While music is perhaps the most obvious indicator of lyric performance, other performance structures also influenced lyric practice. A significant part of the surviving corpus of Middle English lyrics appears in the form of carols, refrain-driven poems that once accompanied a round dance but in the later Middle Ages had an existence independent of the dance form. Guests at fifteenth-century banquets were often asked to sing carols.41 Other lyrics also have their origins in dance songs, especially those taking the French forms of the balade, roundel, or virelai that started to appear in England in the second half of the fourteenth century. The sermon lyrics mentioned above were, of course, influenced by a rhetorical tradition that placed as much emphasis on performance as on the composition of the written text.42 Preachers sometimes drew on the very popularity of performed lyrics, taking them as the texts of their sermons and explicating their moral meanings. In the thirteenth century, one friar built his sermon around an English carol, “Atte wrastlinge my lemman I chese.” Another, Stephen Langton, took the French carol “Bele Aelis” as his theme.43 Evidence of lyric performance, possibly apocryphal, also survives in chronicles like the Liber Eliensis that records Cnut’s boat song, as well as in Pierre Langtoft’s Chronicle, later translated by Robert Mannyng of Brunne, which records invective lyrics of Scottish “flyting.”44
The plural forms of lyric survival and transmission have implications for the widely discussed concept of auctorite, the idea that material textual apparatus confers or reifies authorship and authority in medieval English literature.45 While some critics have argued that particular poets—Chaucer, Gower, and Richard Rolle—developed a kind of authority based on the lyric form, medieval English lyrics more often tend to be, as Rosemary Woolf says, “genuinely anonymous”: authors’ names were lost not through the vagaries of archival survival but rather because of their unimportance to contemporary scribes and readers.46 Indeed, practices of lyric composition—from the mouvance and variance of a lyric’s multiple versions, to the citation of known lyrics in new poems, to the composition of contrafacta—meant that it was often meaningless to speak of a single lyric author.47 Further, the legal and scholastic institutions that produced the written texts of the auctores seldom copied vernacular literature, and in England, short poems were even less likely than longer works to be framed with the apparatus of auctorite.48 And while the scholastic prologue’s well-defined taxonomy of forms offers a structure for reifying auctorite that was deployed by some vernacular authors, if we survey a broad range of vernacular prologues, we discover a more expansive and open-ended literary theory.49 As Emily Steiner points out, “Authority is something that one is always in relation to, that one is never absolutely identical to, and that one can only provisionally be said to possess.”50 The editors of a collection of English literary prologues note, “Latin theorizing is often too far removed from the situation in which vernacular texts came into being to provide a satisfactory governing template for understanding these prologues or the texts they introduce.”51 With their diverse material contexts and performance practices, insular lyrics require reorienting our “governing template” for literary analysis away from Latinate models, which are too often taken as foundational in the study of medieval English literature, and also away from the hegemonic authority presumed to be the aim of this literature and its composers. What these lyrics demonstrate, instead, is a vital tradition of the literary as a component of community, in which a text’s range of potential practices defines and shapes its social and literary existence and importance.

[Rows from an annotation dataset]

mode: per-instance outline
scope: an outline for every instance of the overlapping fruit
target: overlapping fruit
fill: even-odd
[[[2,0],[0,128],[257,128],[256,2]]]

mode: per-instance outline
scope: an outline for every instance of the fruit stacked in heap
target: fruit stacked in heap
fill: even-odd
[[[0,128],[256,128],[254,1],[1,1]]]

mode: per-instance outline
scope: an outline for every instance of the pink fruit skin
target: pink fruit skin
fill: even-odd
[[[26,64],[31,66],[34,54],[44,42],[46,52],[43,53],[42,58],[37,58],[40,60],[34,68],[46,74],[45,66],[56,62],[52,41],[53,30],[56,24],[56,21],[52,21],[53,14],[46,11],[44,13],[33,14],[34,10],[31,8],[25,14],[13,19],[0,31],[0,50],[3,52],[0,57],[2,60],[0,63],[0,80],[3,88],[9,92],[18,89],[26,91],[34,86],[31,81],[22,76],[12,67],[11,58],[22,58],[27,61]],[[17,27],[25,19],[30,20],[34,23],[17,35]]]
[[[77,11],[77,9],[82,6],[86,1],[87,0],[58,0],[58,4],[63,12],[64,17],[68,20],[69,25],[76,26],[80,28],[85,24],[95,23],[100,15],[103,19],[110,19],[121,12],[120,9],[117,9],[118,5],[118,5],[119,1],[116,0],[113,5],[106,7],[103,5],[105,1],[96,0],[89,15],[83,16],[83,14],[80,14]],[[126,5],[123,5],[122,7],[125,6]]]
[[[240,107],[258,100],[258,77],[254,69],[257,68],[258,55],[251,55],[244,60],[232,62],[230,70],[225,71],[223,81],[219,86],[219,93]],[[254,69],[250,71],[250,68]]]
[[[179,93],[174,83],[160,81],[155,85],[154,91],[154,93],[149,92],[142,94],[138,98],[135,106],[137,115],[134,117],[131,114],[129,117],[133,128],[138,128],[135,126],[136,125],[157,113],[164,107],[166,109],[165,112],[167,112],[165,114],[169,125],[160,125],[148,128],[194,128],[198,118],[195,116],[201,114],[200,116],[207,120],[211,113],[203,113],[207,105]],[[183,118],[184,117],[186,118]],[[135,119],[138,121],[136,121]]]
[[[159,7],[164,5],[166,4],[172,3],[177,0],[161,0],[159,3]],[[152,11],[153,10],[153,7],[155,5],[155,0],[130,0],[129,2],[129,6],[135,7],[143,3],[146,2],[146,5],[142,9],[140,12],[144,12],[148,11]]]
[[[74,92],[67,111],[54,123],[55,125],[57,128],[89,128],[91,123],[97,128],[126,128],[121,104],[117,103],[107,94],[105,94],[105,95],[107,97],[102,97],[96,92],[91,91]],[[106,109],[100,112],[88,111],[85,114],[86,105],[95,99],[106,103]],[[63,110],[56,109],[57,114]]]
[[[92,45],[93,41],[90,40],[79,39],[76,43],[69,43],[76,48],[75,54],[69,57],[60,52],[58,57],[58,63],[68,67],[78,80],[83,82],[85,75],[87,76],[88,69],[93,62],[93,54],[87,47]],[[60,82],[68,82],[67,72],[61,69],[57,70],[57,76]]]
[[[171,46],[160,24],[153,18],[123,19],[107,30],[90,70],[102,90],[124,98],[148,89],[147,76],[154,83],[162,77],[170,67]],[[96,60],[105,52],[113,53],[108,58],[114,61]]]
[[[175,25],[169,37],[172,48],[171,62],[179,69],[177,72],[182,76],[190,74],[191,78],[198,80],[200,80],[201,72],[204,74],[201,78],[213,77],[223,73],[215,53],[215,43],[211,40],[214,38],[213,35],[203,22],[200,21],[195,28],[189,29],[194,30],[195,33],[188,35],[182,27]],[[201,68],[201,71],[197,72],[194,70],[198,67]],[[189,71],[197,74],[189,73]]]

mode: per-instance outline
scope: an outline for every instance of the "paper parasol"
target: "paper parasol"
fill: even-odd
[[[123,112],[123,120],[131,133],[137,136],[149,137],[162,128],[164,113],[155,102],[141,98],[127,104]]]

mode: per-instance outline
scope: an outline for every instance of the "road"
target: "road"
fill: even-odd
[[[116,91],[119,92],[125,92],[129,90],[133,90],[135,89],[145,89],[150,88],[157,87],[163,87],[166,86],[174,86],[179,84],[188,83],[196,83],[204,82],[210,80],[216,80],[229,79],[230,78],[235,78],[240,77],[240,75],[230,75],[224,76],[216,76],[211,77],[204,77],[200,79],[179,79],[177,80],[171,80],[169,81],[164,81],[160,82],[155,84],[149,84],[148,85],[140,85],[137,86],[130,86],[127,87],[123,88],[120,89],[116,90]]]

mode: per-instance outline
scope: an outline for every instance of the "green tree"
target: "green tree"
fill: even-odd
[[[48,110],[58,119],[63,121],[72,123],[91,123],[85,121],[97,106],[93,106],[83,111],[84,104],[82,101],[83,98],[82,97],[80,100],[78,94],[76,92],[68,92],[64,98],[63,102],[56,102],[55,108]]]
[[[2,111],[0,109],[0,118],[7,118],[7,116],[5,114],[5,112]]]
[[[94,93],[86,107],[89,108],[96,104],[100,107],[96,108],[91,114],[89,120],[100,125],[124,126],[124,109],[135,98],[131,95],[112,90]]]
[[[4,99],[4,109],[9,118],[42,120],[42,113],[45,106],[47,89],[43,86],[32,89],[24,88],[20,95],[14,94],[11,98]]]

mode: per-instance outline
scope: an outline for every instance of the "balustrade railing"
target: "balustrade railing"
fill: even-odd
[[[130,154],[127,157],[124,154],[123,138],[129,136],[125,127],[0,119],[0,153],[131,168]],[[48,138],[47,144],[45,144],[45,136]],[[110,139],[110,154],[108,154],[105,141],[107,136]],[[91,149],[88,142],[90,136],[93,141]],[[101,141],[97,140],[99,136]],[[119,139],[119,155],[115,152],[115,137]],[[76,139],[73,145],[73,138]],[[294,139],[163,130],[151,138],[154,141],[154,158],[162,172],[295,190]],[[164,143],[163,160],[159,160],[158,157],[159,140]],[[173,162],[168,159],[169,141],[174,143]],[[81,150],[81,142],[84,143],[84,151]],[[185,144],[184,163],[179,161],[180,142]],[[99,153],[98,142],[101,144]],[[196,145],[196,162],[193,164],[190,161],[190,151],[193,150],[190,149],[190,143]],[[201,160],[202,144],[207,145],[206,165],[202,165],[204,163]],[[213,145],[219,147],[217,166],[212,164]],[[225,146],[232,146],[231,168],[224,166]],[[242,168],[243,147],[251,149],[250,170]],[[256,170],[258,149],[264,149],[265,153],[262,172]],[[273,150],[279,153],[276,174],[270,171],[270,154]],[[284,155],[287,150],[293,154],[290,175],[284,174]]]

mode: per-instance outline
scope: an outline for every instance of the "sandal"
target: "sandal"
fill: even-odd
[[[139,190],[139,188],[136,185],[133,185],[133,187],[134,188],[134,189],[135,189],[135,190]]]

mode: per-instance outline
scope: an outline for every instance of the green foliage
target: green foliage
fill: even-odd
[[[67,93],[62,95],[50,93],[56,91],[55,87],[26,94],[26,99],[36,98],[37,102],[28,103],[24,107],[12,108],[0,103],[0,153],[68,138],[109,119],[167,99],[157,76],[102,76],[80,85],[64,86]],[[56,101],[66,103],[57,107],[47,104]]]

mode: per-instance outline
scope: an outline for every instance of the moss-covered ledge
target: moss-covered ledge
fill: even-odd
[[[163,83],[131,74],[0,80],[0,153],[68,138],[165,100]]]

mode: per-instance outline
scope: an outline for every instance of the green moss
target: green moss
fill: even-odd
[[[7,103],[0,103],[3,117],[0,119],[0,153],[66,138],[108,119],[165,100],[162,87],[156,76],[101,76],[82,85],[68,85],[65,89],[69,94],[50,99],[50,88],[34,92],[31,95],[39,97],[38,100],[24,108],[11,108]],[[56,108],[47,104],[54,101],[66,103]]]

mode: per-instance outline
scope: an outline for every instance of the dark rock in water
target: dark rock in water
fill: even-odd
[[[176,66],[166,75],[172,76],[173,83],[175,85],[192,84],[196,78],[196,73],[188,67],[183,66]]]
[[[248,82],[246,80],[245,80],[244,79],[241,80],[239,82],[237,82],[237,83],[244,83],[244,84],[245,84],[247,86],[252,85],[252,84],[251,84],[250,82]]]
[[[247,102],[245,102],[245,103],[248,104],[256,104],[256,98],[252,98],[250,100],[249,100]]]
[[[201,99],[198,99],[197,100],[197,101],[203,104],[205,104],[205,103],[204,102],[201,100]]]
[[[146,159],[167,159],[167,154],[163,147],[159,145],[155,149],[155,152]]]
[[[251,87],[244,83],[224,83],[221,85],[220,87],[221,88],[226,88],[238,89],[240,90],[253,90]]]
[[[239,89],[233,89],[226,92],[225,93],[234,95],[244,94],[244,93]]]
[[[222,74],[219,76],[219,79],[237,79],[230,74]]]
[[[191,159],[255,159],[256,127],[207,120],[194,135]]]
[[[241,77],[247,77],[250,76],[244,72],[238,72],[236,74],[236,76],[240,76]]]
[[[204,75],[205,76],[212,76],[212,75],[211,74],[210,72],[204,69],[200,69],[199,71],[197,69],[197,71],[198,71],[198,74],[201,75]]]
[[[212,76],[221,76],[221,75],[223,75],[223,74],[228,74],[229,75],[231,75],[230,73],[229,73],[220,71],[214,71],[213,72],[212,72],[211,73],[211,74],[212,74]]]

What is asked ::
a) Please list the French verse forms that the passage on Middle English lyrics names as starting to appear in England in the second half of the fourteenth century.
b) Pick up the passage on Middle English lyrics after its last sentence and continue it.

Set of answers ::
a) balade, roundel, virelai

b)
The written records and performance contexts of medieval English lyrics reveal their distinct constellation of practices across the institutions of documentary production and cultures of performance. Further, these lyrics’ formal features, especially their (relative) brevity, their mutability (via mouvance, variance, citation, and contrafacture), and their reliance on rhetorical topoi, which I discuss in the next section, differentiate them from other performed texts like romances or plays. These formal features distinguish lyrics as a particularly nimble and modular group of texts, able to insinuate themselves into and around longer narrative or didactic texts, or into the literal blank spaces of the manuscript page, as marginalia or filler. Lyrics also traverse the distinct yet not isolated categories of French and English vernacularity, of writing and performance, of official and popular practices. In sum, what unites these shorter poems as a genre is not only their formal features but also the ways in which these features permit and encourage a set of practices that navigate later medieval England’s specific textual and performative cultures.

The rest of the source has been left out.